### Data shown

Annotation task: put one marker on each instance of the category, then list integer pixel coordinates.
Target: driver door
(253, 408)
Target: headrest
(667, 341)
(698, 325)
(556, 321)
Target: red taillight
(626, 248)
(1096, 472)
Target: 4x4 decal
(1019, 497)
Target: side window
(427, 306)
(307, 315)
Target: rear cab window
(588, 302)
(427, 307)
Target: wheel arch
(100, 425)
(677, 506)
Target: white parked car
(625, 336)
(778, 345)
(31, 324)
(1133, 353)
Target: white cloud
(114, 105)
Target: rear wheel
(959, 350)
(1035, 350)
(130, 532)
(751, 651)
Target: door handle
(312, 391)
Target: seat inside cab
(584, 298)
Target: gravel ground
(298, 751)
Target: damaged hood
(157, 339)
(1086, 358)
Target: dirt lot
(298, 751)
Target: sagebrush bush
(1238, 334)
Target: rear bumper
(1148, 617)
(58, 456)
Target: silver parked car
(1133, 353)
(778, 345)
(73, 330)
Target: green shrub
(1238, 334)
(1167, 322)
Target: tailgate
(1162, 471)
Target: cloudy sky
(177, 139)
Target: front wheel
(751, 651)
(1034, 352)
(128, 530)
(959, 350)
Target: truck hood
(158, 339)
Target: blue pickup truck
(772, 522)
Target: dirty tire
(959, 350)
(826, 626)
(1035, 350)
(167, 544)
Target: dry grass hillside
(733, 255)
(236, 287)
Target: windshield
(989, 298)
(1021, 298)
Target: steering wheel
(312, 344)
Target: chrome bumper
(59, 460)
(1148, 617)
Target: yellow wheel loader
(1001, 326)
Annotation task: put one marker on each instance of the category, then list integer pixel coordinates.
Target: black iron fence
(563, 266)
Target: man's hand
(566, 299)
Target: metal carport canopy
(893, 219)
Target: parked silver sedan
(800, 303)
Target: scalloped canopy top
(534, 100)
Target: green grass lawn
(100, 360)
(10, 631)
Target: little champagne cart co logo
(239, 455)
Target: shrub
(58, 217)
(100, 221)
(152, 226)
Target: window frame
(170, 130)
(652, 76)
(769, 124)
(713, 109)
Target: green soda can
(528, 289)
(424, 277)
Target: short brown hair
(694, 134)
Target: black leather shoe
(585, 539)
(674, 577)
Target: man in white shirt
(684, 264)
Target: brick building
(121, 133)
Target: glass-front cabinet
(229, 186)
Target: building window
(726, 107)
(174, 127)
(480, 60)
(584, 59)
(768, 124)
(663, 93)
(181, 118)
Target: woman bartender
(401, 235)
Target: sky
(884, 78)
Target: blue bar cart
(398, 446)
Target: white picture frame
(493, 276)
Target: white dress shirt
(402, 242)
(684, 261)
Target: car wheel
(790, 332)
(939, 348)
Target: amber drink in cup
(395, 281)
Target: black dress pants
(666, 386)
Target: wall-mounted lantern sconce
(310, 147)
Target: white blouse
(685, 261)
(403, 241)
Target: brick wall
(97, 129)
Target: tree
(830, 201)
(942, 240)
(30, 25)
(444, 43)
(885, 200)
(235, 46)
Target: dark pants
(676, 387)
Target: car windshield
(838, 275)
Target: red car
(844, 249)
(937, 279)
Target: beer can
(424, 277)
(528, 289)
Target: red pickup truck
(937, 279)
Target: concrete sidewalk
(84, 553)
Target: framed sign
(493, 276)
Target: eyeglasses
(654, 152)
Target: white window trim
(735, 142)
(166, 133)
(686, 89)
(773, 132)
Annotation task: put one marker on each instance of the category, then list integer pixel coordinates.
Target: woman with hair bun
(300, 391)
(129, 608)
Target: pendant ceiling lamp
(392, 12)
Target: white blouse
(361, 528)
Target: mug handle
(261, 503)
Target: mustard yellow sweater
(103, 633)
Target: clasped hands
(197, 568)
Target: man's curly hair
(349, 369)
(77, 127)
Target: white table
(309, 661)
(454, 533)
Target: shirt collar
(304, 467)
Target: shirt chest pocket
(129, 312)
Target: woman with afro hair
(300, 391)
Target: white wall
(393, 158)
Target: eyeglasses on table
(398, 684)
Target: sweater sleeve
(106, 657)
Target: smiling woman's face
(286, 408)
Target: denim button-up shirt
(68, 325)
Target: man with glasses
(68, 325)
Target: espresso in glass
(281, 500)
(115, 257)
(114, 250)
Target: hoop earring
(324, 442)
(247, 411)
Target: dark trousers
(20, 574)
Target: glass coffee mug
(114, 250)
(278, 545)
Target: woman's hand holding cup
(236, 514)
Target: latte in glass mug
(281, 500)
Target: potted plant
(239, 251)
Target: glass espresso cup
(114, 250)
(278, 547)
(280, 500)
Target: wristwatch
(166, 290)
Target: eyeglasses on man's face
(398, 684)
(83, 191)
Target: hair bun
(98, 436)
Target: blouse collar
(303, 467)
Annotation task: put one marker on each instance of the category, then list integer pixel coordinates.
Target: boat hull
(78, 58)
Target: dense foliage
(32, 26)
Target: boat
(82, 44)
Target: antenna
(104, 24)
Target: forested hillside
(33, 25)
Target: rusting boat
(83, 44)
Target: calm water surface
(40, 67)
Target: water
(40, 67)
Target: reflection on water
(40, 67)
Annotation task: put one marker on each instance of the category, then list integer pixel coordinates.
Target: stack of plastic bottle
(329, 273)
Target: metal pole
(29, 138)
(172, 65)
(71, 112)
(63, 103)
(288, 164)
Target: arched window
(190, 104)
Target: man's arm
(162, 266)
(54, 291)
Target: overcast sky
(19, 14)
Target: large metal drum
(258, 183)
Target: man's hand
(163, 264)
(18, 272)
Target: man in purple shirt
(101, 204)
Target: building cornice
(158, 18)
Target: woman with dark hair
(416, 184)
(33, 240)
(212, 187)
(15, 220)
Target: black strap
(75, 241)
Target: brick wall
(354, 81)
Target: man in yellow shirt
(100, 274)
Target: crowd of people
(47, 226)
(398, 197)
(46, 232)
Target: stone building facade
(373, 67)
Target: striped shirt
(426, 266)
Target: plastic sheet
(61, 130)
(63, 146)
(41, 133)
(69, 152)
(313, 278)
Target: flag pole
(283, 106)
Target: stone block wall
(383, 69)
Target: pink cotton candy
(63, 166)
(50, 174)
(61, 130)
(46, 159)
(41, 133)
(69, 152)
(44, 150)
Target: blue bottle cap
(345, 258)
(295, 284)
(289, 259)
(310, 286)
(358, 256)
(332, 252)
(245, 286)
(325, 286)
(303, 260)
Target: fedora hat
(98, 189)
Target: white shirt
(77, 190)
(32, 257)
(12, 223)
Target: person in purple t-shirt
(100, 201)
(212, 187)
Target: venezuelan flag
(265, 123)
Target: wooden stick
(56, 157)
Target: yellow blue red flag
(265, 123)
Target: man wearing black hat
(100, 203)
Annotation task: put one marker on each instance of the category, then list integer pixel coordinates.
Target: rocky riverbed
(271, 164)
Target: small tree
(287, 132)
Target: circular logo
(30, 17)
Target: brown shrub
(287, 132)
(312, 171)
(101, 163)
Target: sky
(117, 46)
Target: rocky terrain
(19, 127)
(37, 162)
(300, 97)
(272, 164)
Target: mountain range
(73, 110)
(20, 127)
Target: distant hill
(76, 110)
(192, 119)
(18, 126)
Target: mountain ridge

######

Only the lines from the one containing "Target: white shirt" through the last line of the records should appear, each written out exactly.

Target: white shirt
(77, 190)
(32, 257)
(12, 223)
Target: person in purple t-shirt
(100, 201)
(212, 187)
Target: venezuelan flag
(265, 123)
Target: wooden stick
(56, 157)
Target: yellow blue red flag
(265, 123)
Target: man wearing black hat
(100, 203)
Annotation task: put one marker on each instance of the category, then list integer pixel coordinates.
Target: rocky riverbed
(271, 164)
Target: small tree
(287, 132)
Target: circular logo
(30, 17)
Target: brown shrub
(287, 132)
(312, 171)
(101, 163)
Target: sky
(117, 46)
Target: rocky terrain
(19, 127)
(37, 162)
(300, 97)
(272, 164)
Target: mountain range
(73, 110)
(20, 127)
Target: distant hill
(76, 110)
(192, 119)
(18, 126)
Target: mountain ridge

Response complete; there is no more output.